» **Task statement**: Starting at the top of the records and stopping after the line that contains "emit: one SVG", write those lines as a JSON list of strings with one string per line, leaving out any blank lines.

Labeled contour entries:
◆ ◆ ◆ ◆

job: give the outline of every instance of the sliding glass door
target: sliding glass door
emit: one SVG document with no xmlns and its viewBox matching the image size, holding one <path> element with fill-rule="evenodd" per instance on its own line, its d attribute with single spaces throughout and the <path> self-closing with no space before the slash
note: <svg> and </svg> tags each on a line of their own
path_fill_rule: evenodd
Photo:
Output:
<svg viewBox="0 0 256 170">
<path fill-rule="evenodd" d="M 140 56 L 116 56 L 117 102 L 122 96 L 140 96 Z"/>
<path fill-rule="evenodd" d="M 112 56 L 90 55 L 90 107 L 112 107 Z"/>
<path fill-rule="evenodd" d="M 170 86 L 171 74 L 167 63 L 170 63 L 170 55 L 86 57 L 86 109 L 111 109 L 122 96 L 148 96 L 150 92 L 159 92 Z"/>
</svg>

◆ ◆ ◆ ◆

» **Task output**:
[
  "job: give the outline of every instance of the sliding glass door",
  "target: sliding glass door",
  "emit: one SVG document with no xmlns and its viewBox matching the image size, holding one <path> element with fill-rule=\"evenodd\" per instance on its own line, its d attribute with single spaces throughout and the <path> self-closing with no space before the slash"
]